▶ Records to use

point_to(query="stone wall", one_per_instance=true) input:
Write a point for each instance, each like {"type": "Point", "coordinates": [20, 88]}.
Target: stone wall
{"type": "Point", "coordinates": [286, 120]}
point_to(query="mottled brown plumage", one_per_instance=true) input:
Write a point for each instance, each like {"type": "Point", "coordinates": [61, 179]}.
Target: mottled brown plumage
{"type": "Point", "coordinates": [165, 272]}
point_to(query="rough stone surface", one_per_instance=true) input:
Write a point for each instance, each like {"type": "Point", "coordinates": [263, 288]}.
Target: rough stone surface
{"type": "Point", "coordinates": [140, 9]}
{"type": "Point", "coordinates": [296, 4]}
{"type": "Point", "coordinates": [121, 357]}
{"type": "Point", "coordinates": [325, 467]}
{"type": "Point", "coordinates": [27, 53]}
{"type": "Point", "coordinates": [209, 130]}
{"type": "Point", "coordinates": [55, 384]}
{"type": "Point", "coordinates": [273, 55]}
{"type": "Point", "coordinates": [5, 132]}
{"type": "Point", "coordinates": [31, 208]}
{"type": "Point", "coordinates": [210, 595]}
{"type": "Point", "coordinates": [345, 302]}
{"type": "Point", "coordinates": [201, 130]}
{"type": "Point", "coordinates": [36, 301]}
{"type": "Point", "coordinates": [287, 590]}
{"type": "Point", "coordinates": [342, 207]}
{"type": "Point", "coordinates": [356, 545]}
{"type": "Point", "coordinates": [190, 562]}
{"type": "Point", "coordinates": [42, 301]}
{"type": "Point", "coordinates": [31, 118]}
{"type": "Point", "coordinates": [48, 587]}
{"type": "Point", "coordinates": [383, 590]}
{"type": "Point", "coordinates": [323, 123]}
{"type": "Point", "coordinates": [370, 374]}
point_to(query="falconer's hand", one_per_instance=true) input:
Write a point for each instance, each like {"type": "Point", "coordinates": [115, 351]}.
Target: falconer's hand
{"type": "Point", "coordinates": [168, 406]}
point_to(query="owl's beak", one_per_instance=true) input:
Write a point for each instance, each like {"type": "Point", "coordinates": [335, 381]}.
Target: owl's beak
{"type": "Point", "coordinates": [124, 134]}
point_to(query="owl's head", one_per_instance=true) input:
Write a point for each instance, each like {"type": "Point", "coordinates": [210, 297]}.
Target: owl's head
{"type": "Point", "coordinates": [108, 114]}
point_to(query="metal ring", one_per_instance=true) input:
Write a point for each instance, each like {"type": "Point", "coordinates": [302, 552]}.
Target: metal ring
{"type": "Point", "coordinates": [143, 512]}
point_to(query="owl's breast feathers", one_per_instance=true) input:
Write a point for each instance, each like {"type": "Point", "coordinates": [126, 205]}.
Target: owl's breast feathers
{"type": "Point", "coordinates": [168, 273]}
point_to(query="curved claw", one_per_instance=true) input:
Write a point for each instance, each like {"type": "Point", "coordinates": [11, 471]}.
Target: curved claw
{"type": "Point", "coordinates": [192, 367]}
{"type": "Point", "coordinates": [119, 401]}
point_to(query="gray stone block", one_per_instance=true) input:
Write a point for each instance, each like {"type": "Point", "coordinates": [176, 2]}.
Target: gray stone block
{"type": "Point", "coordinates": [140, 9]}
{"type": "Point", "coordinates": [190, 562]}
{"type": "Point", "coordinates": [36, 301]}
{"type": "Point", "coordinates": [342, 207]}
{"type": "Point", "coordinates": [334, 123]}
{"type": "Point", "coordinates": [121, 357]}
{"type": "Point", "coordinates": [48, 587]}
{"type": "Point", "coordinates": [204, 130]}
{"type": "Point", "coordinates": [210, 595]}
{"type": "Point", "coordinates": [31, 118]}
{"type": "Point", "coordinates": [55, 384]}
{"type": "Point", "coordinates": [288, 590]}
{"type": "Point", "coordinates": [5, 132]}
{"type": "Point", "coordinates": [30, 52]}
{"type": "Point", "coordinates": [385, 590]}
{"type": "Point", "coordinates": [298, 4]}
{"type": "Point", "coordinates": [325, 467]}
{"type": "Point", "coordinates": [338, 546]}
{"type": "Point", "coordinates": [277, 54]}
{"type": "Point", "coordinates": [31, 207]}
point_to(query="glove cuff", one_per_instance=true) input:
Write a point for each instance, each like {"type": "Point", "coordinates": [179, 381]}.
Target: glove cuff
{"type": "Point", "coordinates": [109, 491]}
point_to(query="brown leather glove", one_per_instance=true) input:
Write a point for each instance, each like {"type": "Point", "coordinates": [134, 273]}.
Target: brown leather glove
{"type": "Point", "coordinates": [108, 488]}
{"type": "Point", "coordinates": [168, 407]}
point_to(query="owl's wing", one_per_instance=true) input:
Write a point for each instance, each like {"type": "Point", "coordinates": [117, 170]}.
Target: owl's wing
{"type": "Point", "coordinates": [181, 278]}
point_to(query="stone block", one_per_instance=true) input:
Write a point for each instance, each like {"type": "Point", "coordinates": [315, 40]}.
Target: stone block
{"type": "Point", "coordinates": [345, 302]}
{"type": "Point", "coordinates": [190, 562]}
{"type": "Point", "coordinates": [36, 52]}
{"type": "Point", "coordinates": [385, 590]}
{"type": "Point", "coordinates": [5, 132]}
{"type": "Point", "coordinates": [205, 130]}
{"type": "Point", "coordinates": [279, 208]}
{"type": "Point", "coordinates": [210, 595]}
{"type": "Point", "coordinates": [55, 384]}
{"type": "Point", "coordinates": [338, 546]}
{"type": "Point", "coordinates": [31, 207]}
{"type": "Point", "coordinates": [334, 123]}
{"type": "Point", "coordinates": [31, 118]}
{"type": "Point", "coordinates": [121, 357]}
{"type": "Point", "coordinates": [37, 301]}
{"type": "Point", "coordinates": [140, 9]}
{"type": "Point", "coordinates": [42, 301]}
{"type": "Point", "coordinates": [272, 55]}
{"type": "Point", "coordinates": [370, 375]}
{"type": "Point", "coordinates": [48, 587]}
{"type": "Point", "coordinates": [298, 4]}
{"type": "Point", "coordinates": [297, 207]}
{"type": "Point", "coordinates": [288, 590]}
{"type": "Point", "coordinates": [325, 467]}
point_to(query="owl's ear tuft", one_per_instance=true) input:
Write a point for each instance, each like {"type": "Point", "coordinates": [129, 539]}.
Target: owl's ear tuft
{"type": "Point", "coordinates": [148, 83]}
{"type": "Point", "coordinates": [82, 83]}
...
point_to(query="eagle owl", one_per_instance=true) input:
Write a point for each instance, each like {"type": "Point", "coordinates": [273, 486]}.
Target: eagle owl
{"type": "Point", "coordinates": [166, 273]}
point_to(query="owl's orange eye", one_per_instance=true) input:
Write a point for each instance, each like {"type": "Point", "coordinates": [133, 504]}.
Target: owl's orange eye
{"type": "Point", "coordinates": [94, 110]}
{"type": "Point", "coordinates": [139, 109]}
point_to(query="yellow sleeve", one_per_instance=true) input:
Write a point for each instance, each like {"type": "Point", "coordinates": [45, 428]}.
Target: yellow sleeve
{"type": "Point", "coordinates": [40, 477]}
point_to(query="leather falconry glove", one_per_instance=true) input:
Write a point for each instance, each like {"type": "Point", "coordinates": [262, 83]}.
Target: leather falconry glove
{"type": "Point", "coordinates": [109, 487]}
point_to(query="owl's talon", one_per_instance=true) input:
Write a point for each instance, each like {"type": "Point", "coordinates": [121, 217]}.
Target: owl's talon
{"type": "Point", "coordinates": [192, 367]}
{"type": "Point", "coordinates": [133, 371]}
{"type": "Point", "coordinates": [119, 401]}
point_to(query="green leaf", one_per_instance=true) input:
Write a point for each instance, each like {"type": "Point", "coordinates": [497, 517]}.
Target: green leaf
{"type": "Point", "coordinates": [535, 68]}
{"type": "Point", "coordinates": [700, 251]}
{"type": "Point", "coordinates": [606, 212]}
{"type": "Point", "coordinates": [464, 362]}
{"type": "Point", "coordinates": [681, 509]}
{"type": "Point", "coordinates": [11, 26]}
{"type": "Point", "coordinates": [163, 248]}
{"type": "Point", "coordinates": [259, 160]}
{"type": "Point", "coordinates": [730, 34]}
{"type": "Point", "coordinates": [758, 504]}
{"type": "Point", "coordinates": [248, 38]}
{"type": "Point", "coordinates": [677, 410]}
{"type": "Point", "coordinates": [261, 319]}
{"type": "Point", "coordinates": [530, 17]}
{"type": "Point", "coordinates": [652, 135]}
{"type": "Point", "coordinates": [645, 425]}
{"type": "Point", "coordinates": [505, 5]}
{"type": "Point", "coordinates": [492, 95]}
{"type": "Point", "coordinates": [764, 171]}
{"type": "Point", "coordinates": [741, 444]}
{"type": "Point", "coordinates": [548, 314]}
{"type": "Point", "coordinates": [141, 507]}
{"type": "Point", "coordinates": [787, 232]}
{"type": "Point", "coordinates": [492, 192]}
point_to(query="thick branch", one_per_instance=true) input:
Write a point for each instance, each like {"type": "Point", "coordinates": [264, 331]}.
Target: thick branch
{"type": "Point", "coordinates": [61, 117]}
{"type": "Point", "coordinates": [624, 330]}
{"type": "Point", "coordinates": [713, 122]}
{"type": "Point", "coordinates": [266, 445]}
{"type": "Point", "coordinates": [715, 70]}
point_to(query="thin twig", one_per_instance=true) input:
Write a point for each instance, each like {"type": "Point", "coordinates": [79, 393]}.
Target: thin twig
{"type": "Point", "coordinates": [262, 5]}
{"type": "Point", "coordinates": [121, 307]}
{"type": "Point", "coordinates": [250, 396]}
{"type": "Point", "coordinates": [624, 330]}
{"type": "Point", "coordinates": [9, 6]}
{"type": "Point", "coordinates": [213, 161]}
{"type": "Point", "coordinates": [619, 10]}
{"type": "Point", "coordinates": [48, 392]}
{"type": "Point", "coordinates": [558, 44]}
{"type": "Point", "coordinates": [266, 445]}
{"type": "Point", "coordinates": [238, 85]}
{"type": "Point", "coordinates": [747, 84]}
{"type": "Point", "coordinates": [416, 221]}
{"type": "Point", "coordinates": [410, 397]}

▶ Instruction
Which lines in the data above contain the word "feathers"? Copy each of them in full.

▶ Task answer
point_to(query="owl's breast feathers", one_per_instance=true) input:
Target: owl's breast feathers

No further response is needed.